→ **VOTRE OBJECTIF**
Recopiez mot pour mot le passage du texte à lire allant de "Alors, ô mes" jusqu'à "le mieux rosser." inclus.

→ **TEXTE À LIRE**
Alors, ô mes concitoyens! si un impudent écrivain attaque votre réputation, qui vous est, peut-être, plus chère que la vie, et s'il met son nom au bas de son barbouillage, vous pourrez aller le trouver en plein jour et lui fendre la tête loyalement. S'il se cache derrière l'imprimeur, et que vous découvriez pourtant qui il est, vous pourrez vous cacher aussi, vous mettre en embuscade la nuit, l'attaquer par derrière, et lui donner une bonne volée de coups de bâton. Si votre adversaire paie de meilleurs écrivains que lui, pour vous mieux calomnier, vous paierez aussi de robustes porte-faix, qui auront de meilleurs bras que les vôtres, et qui vous aideront à le mieux rosser.

(Enregistrements d'annotation d'images)

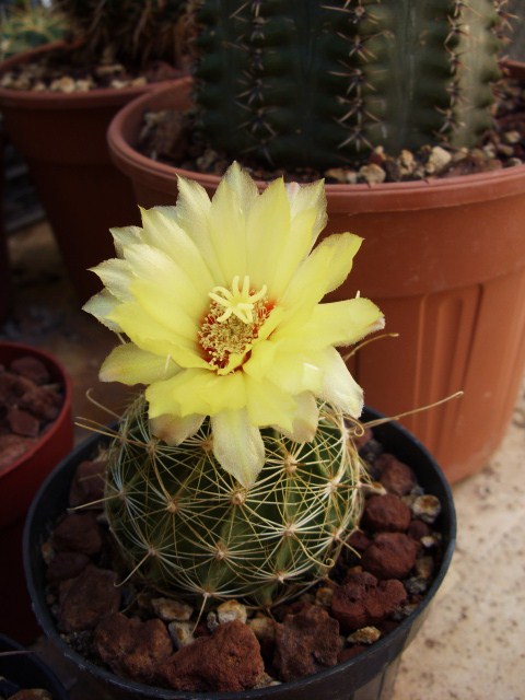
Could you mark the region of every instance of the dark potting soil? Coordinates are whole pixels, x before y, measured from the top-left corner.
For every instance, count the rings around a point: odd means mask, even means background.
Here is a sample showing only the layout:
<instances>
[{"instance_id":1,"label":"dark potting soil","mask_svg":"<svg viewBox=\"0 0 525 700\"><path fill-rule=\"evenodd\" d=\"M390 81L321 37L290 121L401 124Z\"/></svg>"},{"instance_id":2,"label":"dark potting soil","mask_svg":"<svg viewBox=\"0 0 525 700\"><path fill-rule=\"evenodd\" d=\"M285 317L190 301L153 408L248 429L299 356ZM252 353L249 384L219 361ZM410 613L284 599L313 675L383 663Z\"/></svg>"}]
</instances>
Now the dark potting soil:
<instances>
[{"instance_id":1,"label":"dark potting soil","mask_svg":"<svg viewBox=\"0 0 525 700\"><path fill-rule=\"evenodd\" d=\"M360 527L329 578L271 610L225 600L202 611L133 576L116 585L121 562L101 505L105 464L81 463L70 510L43 546L62 638L119 676L187 691L279 685L359 654L418 606L442 557L439 500L370 429L359 446L370 476Z\"/></svg>"},{"instance_id":2,"label":"dark potting soil","mask_svg":"<svg viewBox=\"0 0 525 700\"><path fill-rule=\"evenodd\" d=\"M0 474L42 439L62 405L63 386L37 358L0 364Z\"/></svg>"},{"instance_id":3,"label":"dark potting soil","mask_svg":"<svg viewBox=\"0 0 525 700\"><path fill-rule=\"evenodd\" d=\"M312 168L283 171L262 167L250 162L249 155L238 154L242 165L255 179L270 180L283 176L296 182L325 178L327 184L398 183L434 177L501 170L525 163L525 86L516 80L502 80L493 107L494 128L488 131L476 149L453 149L425 145L416 152L402 150L398 154L382 147L363 153L359 163L334 166L325 172ZM197 115L191 110L147 112L139 138L138 151L148 158L188 170L222 176L231 158L214 150L199 133Z\"/></svg>"}]
</instances>

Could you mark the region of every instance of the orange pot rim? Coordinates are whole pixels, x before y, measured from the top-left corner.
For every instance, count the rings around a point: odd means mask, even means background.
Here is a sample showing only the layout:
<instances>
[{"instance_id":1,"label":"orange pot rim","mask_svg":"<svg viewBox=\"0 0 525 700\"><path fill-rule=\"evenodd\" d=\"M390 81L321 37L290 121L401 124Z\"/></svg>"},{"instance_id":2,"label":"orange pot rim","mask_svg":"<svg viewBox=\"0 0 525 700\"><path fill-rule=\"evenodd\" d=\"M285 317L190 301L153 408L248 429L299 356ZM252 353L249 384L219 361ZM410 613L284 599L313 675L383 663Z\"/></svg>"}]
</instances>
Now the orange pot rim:
<instances>
[{"instance_id":1,"label":"orange pot rim","mask_svg":"<svg viewBox=\"0 0 525 700\"><path fill-rule=\"evenodd\" d=\"M72 382L66 370L66 368L57 360L56 357L46 352L45 350L40 350L39 348L35 348L33 346L28 346L22 342L10 342L10 341L0 341L0 362L3 362L3 351L8 350L13 354L30 354L42 360L46 366L51 366L54 372L56 372L57 376L60 376L60 382L63 386L63 401L60 408L60 412L57 418L49 425L48 430L42 435L36 443L26 450L18 459L15 459L12 464L9 465L5 469L0 471L0 485L4 477L9 474L19 469L25 463L28 463L36 452L42 450L44 445L54 440L55 435L61 430L61 425L65 421L69 420L69 416L71 412L71 401L72 401Z\"/></svg>"}]
</instances>

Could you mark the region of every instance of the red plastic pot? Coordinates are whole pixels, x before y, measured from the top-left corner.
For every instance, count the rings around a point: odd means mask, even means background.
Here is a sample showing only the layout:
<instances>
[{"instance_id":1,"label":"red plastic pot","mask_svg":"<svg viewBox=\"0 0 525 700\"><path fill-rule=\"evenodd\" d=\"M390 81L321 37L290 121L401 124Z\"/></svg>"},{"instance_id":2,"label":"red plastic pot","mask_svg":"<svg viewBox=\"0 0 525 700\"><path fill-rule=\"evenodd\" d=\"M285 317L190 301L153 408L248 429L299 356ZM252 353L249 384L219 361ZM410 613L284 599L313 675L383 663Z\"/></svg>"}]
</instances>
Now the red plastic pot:
<instances>
[{"instance_id":1,"label":"red plastic pot","mask_svg":"<svg viewBox=\"0 0 525 700\"><path fill-rule=\"evenodd\" d=\"M63 43L3 61L0 75L57 46ZM88 268L112 256L109 228L140 222L129 180L109 159L106 131L120 107L151 89L58 93L0 88L5 130L27 163L81 301L98 291Z\"/></svg>"},{"instance_id":2,"label":"red plastic pot","mask_svg":"<svg viewBox=\"0 0 525 700\"><path fill-rule=\"evenodd\" d=\"M523 65L510 65L525 78ZM136 144L145 109L186 109L183 81L124 107L108 131L115 164L144 207L173 205L176 177L212 194L219 178L158 163ZM478 471L500 444L525 364L525 165L413 183L327 185L326 233L364 237L332 299L359 290L399 338L352 361L365 399L388 416L464 396L406 419L451 481Z\"/></svg>"},{"instance_id":3,"label":"red plastic pot","mask_svg":"<svg viewBox=\"0 0 525 700\"><path fill-rule=\"evenodd\" d=\"M51 381L63 387L63 404L57 419L39 441L8 468L0 471L0 632L27 644L38 626L25 587L22 563L22 532L31 502L40 483L73 446L71 381L50 354L30 346L0 342L0 364L32 355L48 369Z\"/></svg>"}]
</instances>

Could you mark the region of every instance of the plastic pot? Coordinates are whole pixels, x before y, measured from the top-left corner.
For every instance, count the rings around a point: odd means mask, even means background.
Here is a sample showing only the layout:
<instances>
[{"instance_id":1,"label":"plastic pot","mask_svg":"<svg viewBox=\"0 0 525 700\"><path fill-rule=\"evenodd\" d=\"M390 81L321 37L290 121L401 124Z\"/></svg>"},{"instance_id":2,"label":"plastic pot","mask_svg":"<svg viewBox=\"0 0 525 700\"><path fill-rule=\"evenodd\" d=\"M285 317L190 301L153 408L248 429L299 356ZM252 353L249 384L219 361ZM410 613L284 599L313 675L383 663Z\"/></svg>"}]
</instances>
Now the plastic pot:
<instances>
[{"instance_id":1,"label":"plastic pot","mask_svg":"<svg viewBox=\"0 0 525 700\"><path fill-rule=\"evenodd\" d=\"M375 417L366 411L365 418ZM399 627L369 650L354 658L328 670L302 680L282 684L259 690L243 692L180 692L144 686L119 678L80 656L62 640L46 603L45 565L40 545L49 536L54 522L66 509L71 480L77 465L93 458L103 440L93 436L80 445L47 478L35 497L24 530L24 565L33 607L46 635L73 661L79 669L90 672L114 689L132 697L159 700L387 700L394 687L397 665L402 650L410 643L423 622L429 605L443 582L451 562L455 542L455 512L451 490L440 467L427 450L405 429L388 423L374 429L386 450L409 464L416 471L420 485L428 493L435 494L442 503L438 523L443 537L443 559L435 580L421 605Z\"/></svg>"},{"instance_id":2,"label":"plastic pot","mask_svg":"<svg viewBox=\"0 0 525 700\"><path fill-rule=\"evenodd\" d=\"M0 74L65 46L49 44L0 63ZM89 92L0 88L5 130L24 156L80 301L100 291L88 268L112 257L110 226L140 223L129 180L106 143L114 115L152 84Z\"/></svg>"},{"instance_id":3,"label":"plastic pot","mask_svg":"<svg viewBox=\"0 0 525 700\"><path fill-rule=\"evenodd\" d=\"M12 653L16 652L16 653ZM52 695L52 700L68 700L69 695L55 673L38 654L25 650L14 640L0 634L0 677L20 688L43 688Z\"/></svg>"},{"instance_id":4,"label":"plastic pot","mask_svg":"<svg viewBox=\"0 0 525 700\"><path fill-rule=\"evenodd\" d=\"M71 381L56 358L31 346L0 342L0 364L32 355L43 362L51 381L63 387L63 404L38 442L0 471L0 632L27 644L39 628L31 608L22 561L22 533L31 502L45 477L73 446Z\"/></svg>"},{"instance_id":5,"label":"plastic pot","mask_svg":"<svg viewBox=\"0 0 525 700\"><path fill-rule=\"evenodd\" d=\"M509 66L525 79L523 65ZM210 194L218 186L214 175L136 150L144 110L190 104L191 82L180 82L133 101L112 121L112 158L144 207L175 203L177 175ZM525 365L525 165L373 187L327 185L326 195L325 234L364 237L331 299L359 290L382 308L387 331L399 334L352 361L366 401L395 416L463 390L460 400L404 423L451 482L475 474L503 438Z\"/></svg>"}]
</instances>

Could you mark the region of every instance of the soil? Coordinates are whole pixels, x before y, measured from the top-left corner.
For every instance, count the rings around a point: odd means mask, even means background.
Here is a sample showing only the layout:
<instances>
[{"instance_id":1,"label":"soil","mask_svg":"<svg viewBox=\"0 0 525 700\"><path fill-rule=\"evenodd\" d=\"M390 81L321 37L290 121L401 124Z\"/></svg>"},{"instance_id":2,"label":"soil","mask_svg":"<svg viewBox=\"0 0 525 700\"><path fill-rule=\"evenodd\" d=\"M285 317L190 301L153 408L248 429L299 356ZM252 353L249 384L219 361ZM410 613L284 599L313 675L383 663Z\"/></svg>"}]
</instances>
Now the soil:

→ **RÉPONSE ATTENDUE**
Alors, ô mes concitoyens! si un impudent écrivain attaque votre réputation, qui vous est, peut-être, plus chère que la vie, et s'il met son nom au bas de son barbouillage, vous pourrez aller le trouver en plein jour et lui fendre la tête loyalement. S'il se cache derrière l'imprimeur, et que vous découvriez pourtant qui il est, vous pourrez vous cacher aussi, vous mettre en embuscade la nuit, l'attaquer par derrière, et lui donner une bonne volée de coups de bâton. Si votre adversaire paie de meilleurs écrivains que lui, pour vous mieux calomnier, vous paierez aussi de robustes porte-faix, qui auront de meilleurs bras que les vôtres, et qui vous aideront à le mieux rosser.